Given request: Please show every line below that contains the word "tile", copying each one in full.

^^^^

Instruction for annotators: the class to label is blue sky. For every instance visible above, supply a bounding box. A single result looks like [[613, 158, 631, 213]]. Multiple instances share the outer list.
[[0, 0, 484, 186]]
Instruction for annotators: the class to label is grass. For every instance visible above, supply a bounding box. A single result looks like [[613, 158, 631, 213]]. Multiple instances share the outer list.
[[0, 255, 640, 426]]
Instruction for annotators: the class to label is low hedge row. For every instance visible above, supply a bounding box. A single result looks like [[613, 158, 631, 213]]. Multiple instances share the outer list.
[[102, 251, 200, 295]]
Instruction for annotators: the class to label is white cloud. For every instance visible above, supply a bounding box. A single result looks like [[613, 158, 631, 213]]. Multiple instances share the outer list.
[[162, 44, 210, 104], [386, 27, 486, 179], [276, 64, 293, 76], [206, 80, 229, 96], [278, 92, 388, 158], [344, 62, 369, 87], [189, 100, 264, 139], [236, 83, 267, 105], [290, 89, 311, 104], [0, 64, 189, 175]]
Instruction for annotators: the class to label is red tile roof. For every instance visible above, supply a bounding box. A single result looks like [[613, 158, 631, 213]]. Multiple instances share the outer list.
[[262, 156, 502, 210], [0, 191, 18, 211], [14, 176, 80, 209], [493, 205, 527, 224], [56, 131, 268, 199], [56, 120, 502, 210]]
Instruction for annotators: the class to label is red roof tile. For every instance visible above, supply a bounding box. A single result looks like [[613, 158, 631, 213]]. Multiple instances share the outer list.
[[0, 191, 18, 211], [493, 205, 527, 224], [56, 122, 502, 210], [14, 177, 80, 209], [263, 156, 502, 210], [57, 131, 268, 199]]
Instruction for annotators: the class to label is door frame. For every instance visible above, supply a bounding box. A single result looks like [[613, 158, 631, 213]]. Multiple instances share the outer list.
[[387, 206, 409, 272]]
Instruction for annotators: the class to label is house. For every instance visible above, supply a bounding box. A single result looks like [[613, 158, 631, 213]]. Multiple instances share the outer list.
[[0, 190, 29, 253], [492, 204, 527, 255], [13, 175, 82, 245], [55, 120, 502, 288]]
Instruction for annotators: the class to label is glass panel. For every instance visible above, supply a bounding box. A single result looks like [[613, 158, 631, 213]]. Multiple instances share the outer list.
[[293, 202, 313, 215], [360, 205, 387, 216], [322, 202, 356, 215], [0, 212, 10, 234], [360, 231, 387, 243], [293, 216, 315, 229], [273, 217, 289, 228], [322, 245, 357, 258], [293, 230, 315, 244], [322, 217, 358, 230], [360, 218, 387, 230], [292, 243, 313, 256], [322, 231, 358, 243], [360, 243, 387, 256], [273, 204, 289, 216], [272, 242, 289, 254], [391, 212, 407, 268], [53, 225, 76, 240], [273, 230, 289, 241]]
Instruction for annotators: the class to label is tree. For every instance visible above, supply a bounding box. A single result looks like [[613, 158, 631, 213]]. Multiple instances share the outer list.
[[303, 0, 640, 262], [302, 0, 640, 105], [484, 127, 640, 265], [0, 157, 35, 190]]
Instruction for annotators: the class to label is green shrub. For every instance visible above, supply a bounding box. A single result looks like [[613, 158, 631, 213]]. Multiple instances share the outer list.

^^^^

Complete answer:
Instruction for annotators: the class to label is red tile roof. For every instance visible above, supply a bounding box. A single result looks like [[613, 158, 631, 213]]. Multiple instances share the outer list.
Instruction for annotators: the class to label is red roof tile. For every instance visible above, supply a bounding box. A single result looks like [[613, 158, 631, 213]]. Multiple instances share the outer list.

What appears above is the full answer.